CONSIGNE => Poursuivez le texte ci-dessous sur les débuts d'un jeune peintre élève de Vien, en reprenant juste après sa dernière phrase.

TEXTE SOURCE =>
========================================================================
Son histoire au fond est bien simple; on la suit ici à livre ouvert. Voici ses premières œuvres: deux portraits de 1769. Il a alors vingt et un ans à peine. Sur les conseils de Boucher vieilli, découragé et un peu aigri, il a été confié aux soins de Vien, qui jouait au chef d’école, et que Mme du Barry admirait, moins pour avoir entrepris de rendre à la peinture française «toute sa dignité » que pour avoir peint Vénus montrant à Mars ses pigeons qui ont fait leur nid dans son casque. Il est chez Vien, mais il est encore plein de Greuze et il aime Rubens, — et il sera trop heureux de continuer chez la Guimard l’œuvre inachevée de Frago. Un de ses oncles, le frère de sa mère, l’architecte Jacques Buron, lui a été particulièrement bienveillant et utile; il a plaidé sa cause auprès de ses parents quand il s’est agi de délaisser l’architecture, à quoi on le destinait (le grand-père était entrepreneur, deux oncles étaient architectes), pour la peinture. Il met tout son cœur de brave petit peintre dans les portraits de l’oncle et de la tante Buron.
========================================================================
DONNÉES DISPONIBLES =>
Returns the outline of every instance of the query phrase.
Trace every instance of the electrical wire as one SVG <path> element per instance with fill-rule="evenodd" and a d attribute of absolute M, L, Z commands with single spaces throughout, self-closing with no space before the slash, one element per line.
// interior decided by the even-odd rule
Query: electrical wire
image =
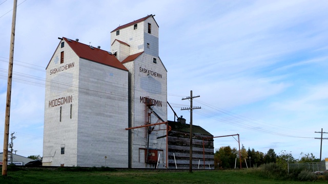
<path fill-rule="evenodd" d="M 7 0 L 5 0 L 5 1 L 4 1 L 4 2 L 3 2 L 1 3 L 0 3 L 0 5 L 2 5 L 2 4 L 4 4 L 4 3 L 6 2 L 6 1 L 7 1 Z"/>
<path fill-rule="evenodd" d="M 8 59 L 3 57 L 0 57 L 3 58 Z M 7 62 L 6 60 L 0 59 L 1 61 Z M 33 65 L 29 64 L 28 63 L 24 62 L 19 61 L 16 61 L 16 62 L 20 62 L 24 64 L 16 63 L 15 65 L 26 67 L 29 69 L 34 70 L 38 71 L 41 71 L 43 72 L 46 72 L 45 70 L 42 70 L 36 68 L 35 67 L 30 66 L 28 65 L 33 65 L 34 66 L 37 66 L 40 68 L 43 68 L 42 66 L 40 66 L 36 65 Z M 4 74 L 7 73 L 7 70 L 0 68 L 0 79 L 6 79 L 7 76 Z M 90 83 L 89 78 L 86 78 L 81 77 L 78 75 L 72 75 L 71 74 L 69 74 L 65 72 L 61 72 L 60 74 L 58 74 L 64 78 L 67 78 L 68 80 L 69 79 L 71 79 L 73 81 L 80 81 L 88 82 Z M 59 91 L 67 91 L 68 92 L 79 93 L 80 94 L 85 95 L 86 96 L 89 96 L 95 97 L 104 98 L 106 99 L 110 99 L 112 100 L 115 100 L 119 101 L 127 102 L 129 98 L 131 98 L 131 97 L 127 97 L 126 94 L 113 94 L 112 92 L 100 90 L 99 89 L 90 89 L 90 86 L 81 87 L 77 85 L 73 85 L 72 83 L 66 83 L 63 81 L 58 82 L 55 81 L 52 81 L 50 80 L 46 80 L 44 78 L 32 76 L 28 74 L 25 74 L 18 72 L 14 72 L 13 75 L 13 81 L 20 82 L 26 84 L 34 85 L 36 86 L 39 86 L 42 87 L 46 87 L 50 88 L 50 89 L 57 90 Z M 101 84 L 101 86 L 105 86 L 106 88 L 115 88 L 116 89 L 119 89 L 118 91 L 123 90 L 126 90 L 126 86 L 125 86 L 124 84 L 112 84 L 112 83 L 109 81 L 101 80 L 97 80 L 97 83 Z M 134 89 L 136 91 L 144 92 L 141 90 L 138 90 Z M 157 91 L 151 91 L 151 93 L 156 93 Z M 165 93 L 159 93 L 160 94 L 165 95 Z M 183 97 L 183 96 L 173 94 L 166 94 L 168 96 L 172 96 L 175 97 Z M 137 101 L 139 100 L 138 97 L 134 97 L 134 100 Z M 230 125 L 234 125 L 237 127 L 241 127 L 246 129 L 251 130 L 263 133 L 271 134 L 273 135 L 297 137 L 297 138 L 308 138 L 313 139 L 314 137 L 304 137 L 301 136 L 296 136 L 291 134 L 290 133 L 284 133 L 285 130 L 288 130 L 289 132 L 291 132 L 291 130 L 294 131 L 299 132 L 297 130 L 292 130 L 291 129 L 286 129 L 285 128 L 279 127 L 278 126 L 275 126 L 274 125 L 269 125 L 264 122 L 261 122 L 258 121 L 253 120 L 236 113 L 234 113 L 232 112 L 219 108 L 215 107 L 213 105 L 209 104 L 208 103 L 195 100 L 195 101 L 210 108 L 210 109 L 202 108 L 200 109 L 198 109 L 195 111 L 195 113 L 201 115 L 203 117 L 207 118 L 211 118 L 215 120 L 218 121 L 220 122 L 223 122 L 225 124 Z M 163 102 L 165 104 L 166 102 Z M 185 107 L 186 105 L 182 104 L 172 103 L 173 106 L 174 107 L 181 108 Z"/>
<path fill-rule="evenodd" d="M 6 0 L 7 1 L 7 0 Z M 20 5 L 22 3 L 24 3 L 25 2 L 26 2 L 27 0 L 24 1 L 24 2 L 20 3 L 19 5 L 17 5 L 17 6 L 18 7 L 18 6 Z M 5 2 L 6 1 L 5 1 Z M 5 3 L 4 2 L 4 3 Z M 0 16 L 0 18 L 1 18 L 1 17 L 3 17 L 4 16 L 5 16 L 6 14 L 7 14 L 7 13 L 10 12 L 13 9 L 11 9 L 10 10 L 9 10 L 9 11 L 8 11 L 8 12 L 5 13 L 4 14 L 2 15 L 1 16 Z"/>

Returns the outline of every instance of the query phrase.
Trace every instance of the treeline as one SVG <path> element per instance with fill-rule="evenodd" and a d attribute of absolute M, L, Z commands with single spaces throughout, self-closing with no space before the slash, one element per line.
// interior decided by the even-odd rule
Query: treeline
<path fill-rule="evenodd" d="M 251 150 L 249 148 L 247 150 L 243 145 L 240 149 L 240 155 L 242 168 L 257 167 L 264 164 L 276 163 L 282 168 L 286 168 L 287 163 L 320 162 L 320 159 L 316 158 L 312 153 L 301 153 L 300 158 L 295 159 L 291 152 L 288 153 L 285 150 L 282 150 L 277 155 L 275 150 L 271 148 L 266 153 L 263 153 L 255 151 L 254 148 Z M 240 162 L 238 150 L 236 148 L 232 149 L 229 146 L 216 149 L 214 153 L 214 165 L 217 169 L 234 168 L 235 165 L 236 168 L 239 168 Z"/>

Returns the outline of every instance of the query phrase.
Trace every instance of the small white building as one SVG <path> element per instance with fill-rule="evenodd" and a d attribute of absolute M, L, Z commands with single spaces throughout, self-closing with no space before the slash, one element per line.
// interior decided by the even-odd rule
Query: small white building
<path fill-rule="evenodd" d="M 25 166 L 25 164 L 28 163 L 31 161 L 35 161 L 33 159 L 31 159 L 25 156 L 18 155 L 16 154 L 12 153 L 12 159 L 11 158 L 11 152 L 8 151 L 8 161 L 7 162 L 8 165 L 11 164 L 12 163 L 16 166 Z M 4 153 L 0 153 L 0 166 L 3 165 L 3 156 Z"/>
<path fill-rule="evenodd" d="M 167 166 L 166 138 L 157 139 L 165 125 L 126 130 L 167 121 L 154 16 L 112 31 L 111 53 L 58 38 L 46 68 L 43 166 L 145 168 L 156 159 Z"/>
========================================================================
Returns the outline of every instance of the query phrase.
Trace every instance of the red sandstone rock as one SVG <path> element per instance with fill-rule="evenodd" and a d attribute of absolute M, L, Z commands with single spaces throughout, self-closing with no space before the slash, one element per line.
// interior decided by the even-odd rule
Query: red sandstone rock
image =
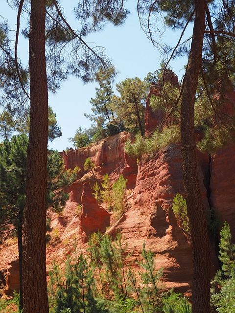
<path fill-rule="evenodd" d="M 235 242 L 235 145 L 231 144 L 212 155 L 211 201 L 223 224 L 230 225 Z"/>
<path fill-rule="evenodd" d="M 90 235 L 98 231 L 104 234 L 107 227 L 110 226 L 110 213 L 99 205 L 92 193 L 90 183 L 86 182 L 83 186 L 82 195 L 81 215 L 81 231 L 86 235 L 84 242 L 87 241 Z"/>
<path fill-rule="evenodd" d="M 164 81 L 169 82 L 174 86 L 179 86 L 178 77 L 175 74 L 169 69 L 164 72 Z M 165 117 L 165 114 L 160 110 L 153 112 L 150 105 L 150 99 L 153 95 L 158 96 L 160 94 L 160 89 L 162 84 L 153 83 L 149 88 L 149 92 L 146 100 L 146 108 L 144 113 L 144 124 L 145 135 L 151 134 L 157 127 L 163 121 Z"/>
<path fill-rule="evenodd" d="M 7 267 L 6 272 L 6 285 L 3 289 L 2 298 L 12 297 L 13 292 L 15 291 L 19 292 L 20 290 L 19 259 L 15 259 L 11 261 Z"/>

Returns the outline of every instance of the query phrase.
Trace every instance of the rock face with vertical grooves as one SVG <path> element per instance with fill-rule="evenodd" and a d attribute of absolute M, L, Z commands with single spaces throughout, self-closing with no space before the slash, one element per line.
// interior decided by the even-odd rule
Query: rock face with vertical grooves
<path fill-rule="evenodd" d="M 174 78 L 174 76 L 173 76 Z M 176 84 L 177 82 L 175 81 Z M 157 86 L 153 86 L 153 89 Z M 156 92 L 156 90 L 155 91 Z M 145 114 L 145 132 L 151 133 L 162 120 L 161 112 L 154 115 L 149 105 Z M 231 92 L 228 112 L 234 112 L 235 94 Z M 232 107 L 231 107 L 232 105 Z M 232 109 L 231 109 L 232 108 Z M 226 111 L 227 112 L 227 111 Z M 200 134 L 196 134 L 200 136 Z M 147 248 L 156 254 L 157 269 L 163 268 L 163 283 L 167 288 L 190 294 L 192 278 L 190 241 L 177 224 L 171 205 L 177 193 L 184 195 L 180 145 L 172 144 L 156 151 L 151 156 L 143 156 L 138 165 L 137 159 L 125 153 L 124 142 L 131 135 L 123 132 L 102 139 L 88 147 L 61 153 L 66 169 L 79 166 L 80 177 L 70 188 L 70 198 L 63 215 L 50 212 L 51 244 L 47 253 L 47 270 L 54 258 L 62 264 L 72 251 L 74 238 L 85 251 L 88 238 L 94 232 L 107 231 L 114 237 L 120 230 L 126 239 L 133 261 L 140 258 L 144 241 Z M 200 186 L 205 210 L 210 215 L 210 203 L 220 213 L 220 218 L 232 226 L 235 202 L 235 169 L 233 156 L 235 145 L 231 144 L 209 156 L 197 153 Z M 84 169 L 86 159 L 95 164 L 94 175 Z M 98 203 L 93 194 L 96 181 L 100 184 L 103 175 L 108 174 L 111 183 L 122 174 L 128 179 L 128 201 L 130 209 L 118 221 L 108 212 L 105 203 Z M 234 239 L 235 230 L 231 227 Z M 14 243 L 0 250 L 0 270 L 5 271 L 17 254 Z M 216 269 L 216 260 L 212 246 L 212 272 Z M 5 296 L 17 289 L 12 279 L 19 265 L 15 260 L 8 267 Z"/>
========================================================================
CORRIGÉ =>
L’oncle, avec sa face enluminée et assez mal rasée, son bel habit vert et or et son gilet orange, offrait une admirable matière à un peintre réaliste, coloriste et ami des généreux empâtements. Le jeune David l’aborda avec une rare franchise et comme s’il avait étudié déjà les meilleurs et plus savoureux portraits de Greuze. Certes, il apprendra par la suite beaucoup de choses qu’il ne sait pas encore, mais les plus belles œuvres seront celles où il retrouvera la spontanéité, l’entrain et la chaleur de ce premier morceau. Quand il peindra, treize ans plus tard, d’une pâte plus mince, la large et bonne tête aux gros sourcils débonnaires de son autre oncle, l’architecte Demaison, en habit rose et gilet d’or fleuri, il s’y montrera, certes, portraitiste excellent, — et, dans les détails et accessoires, compas, crayon, peintre de nature morte singulièrement habile et savoureux, — mais on dirait que, devant cette figure haute en couleur et qui eût mis en verve un Jordaens, il est déjà en garde contre les entraînements du pinceau et du «métier».

La tante Buron (1769) est aussi un franc et bon portrait. La vérité physionomique est serrée de près avec une curiosité affectueuse; tous les éléments pittoresques du costume sont mis en œuvre avec entrain. La bonne dame lisait, et elle tient ouvert devant elle le livre à brochure jaspée que l’on voit souvent aux mains des charmantes liseuses du XVIIIe siècle; mais elle vient de suspendre sa lecture, le front encore appuyé sur la main gauche; son regard passe par-dessus la page interrompue, comme si elle s’apprêtait à répondre, sa large bouche aux lèvres épaisses complétant l’expression des yeux, à quelque question d’un interlocuteur invisible. Elle ne se soucie pas du tout de savoir si l’art a pour mission de rechercher, par la beauté, «le type fondamental de l’espèce», et de nous ravir «au stérile domaine de la réalité ». Elle vit, elle lit et prend plaisir à sa lecture, et son jeune peintre ne s’embarrasse pas non plus d’esthétique et de théories.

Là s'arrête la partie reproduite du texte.